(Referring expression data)
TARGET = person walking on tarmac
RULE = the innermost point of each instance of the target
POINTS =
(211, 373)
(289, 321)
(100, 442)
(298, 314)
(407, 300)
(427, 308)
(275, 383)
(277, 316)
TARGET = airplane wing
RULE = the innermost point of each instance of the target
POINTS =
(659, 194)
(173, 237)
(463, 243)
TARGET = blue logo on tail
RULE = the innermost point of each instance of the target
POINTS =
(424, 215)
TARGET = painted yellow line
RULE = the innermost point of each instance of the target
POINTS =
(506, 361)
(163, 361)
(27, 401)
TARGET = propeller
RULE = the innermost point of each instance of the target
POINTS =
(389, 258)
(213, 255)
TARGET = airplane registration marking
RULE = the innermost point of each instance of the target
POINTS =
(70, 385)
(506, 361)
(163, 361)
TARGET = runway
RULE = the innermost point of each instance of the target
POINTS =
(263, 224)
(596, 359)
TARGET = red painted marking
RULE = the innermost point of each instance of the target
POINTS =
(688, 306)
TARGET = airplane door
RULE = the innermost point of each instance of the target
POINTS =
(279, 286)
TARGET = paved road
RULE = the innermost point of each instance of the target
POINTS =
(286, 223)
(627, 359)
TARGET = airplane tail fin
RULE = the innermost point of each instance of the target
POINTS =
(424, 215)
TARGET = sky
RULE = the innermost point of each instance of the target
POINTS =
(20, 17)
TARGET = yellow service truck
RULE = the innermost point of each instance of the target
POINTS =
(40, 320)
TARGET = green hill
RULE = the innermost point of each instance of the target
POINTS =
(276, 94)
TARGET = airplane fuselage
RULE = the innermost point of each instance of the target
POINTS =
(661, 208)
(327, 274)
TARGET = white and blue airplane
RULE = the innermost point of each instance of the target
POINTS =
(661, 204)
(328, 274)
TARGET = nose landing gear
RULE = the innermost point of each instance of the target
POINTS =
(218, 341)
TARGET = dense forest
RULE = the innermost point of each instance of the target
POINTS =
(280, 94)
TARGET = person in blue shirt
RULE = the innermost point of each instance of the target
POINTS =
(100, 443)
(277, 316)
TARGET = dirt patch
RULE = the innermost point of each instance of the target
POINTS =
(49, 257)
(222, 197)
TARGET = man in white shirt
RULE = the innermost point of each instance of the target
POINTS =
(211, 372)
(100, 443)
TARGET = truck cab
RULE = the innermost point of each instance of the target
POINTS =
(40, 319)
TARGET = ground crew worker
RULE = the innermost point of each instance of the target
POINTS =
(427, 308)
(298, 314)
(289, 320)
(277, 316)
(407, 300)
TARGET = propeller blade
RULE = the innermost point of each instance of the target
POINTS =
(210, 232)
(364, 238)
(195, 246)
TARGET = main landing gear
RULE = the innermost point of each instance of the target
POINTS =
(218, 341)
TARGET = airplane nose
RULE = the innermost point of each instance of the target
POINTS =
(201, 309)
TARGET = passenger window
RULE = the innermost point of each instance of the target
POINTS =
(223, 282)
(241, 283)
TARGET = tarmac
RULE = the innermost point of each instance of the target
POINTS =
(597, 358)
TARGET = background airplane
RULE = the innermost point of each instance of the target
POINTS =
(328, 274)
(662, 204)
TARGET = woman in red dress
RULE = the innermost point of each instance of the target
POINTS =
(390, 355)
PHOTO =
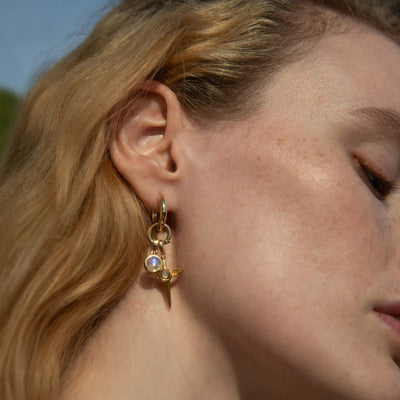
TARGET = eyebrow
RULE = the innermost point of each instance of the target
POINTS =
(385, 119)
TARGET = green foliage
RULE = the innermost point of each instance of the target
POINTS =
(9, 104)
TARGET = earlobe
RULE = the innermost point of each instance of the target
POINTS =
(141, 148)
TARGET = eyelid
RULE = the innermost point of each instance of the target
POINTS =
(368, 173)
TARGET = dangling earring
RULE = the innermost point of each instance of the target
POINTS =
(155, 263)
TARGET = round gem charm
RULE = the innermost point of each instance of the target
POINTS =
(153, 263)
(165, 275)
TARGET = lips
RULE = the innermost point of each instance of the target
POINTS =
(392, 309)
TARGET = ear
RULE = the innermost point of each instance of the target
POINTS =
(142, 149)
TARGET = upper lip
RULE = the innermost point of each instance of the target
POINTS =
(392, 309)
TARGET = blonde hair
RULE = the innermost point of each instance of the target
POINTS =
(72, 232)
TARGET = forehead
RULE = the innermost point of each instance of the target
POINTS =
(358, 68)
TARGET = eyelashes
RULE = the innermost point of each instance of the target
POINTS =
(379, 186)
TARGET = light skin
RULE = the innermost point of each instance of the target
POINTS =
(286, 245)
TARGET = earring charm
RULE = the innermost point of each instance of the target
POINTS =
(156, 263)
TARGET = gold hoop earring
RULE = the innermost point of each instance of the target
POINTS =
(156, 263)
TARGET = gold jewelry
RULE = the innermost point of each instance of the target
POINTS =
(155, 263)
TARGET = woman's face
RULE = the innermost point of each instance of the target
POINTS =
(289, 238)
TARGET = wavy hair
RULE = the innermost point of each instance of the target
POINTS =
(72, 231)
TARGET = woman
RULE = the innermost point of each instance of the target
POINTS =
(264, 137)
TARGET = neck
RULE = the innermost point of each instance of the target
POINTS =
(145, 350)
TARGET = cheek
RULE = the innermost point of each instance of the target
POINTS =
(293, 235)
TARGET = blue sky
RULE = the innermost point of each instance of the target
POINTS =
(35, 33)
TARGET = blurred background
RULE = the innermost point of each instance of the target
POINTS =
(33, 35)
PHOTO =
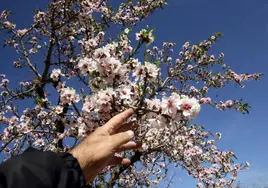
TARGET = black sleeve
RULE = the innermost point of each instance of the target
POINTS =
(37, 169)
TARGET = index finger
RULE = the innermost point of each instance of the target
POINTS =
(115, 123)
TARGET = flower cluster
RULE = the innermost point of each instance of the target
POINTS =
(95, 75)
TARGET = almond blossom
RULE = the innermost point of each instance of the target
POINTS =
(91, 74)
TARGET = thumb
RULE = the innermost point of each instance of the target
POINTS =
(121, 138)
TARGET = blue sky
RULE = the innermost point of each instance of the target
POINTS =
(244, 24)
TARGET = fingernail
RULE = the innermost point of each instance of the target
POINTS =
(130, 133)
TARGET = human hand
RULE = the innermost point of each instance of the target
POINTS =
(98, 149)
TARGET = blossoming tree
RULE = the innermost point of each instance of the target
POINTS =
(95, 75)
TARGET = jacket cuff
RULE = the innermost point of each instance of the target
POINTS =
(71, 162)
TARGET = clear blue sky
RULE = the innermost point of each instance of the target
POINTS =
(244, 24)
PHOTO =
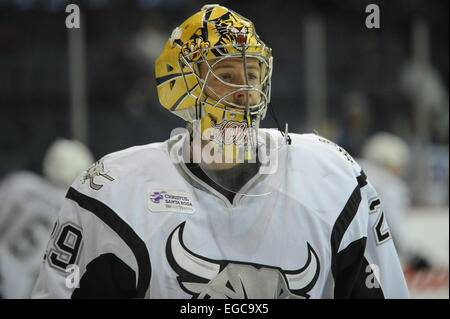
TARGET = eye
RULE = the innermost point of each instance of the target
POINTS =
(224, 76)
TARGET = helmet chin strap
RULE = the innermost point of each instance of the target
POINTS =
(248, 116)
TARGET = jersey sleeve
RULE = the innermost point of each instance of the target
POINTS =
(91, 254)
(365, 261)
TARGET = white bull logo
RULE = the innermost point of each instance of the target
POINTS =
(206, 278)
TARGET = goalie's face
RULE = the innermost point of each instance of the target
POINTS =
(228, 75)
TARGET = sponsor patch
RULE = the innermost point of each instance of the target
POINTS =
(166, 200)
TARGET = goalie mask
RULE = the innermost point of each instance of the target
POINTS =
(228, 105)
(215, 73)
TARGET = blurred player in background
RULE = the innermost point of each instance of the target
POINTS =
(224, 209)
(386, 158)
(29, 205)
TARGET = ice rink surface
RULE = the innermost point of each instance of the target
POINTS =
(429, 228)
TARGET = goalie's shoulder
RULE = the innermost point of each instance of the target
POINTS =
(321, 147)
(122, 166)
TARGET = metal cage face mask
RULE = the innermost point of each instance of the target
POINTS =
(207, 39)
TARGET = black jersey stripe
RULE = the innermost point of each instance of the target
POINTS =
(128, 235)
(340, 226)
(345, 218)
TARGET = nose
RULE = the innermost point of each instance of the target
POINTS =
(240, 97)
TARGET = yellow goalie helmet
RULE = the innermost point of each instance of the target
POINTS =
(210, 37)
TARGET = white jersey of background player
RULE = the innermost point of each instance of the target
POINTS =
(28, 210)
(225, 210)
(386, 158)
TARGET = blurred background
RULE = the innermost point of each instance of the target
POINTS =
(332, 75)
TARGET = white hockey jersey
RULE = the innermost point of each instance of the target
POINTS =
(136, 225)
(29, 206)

---

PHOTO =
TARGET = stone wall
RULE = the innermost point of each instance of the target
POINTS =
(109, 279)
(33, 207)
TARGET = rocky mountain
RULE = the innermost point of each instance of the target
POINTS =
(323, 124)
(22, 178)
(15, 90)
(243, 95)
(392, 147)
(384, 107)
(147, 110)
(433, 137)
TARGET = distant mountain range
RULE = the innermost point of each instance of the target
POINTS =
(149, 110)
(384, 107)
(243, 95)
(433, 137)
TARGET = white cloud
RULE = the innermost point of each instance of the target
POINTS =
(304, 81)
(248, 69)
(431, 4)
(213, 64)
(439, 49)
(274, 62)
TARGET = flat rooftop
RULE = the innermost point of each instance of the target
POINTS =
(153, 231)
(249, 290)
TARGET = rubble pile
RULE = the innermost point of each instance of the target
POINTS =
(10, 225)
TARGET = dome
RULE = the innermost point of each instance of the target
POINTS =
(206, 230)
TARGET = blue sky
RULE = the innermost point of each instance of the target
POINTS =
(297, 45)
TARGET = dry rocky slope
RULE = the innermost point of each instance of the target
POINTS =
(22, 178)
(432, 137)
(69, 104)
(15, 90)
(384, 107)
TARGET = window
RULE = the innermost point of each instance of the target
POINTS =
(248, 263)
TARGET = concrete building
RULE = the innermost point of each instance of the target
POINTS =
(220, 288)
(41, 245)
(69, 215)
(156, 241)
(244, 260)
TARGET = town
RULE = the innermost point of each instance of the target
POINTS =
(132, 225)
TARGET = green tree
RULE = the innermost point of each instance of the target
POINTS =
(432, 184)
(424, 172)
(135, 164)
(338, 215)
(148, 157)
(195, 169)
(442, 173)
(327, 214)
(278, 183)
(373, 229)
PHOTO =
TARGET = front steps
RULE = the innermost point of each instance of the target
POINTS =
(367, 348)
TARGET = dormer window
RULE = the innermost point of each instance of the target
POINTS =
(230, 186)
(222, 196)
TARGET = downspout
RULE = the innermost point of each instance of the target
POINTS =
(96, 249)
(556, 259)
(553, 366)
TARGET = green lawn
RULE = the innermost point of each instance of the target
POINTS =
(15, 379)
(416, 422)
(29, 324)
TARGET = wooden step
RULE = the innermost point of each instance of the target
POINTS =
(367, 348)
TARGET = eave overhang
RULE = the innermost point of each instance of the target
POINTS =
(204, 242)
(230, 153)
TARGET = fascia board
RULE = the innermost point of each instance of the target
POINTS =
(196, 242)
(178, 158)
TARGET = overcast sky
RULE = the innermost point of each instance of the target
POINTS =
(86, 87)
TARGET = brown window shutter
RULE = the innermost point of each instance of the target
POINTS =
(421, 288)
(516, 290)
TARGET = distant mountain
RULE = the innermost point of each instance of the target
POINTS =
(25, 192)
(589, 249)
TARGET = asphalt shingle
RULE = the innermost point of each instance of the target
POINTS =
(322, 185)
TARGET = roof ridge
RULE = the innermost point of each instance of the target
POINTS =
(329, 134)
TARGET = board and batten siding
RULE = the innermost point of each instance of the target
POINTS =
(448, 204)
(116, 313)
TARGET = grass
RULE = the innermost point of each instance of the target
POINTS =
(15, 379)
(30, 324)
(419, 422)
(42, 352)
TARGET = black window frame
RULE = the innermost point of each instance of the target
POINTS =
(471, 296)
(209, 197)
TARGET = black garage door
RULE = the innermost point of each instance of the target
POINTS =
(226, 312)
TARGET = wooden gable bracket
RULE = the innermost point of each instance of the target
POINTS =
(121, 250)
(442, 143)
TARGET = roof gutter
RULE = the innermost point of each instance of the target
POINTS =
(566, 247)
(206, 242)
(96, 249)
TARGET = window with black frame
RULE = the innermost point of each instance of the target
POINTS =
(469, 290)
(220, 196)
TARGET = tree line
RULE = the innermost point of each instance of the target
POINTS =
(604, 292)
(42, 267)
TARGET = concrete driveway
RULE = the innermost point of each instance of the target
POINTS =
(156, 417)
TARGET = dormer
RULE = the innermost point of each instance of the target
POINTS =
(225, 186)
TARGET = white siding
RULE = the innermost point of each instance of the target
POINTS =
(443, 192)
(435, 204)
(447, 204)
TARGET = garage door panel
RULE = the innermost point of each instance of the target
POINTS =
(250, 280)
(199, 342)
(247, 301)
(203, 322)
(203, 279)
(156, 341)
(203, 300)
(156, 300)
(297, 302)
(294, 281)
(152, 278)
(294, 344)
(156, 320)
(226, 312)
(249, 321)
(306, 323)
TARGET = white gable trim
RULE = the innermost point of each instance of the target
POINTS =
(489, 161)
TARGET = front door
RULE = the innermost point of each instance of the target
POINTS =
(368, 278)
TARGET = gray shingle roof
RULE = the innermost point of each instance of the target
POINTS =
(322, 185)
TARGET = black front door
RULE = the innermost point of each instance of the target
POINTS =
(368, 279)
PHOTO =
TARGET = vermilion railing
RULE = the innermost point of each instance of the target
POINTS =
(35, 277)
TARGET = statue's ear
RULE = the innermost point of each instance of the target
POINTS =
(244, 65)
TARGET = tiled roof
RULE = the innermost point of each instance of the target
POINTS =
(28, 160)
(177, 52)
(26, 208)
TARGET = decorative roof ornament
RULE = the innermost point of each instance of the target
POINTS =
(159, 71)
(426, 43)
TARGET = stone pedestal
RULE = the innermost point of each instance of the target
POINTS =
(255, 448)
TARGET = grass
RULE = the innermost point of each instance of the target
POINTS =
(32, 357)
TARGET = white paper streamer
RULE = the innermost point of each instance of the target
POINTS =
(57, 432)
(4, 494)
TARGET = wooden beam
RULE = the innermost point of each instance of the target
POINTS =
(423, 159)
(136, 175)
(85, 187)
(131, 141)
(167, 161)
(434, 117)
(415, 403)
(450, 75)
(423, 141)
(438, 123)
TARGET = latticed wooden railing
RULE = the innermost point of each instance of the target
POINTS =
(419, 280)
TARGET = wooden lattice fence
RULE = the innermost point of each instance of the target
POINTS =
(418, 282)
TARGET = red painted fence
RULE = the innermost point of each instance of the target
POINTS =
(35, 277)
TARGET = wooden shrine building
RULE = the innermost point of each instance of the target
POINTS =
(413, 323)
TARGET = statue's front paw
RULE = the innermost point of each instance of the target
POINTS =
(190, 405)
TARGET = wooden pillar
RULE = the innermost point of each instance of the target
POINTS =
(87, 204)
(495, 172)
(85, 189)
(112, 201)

■ Aim of the task
Tally how many lines of the data include the word "logo". Write the number and nothing else.

■ Exercise response
2